#### SUPPLIED RECORDS

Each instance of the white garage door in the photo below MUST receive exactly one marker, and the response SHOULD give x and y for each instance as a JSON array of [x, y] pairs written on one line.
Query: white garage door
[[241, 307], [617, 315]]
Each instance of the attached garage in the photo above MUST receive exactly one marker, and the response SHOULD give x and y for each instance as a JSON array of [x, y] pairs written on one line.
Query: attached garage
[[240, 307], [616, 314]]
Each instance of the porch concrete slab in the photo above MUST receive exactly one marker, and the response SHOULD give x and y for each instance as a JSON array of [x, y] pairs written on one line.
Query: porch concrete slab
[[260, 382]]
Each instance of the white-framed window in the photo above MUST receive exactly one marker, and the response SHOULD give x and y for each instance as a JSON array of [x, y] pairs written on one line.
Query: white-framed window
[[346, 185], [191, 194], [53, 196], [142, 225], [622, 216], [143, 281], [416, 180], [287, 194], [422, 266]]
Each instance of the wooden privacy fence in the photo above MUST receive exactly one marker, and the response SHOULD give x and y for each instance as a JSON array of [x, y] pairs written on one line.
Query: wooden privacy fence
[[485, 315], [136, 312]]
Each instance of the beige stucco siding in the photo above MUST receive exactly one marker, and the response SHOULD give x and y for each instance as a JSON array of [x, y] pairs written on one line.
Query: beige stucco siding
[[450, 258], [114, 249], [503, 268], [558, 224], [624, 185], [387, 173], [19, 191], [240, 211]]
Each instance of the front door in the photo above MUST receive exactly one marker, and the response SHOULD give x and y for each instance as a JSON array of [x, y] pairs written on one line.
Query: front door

########

### YOUR TASK
Count the lines of the records that include the word "front". Give the number by itself.

### YOUR SOLUTION
2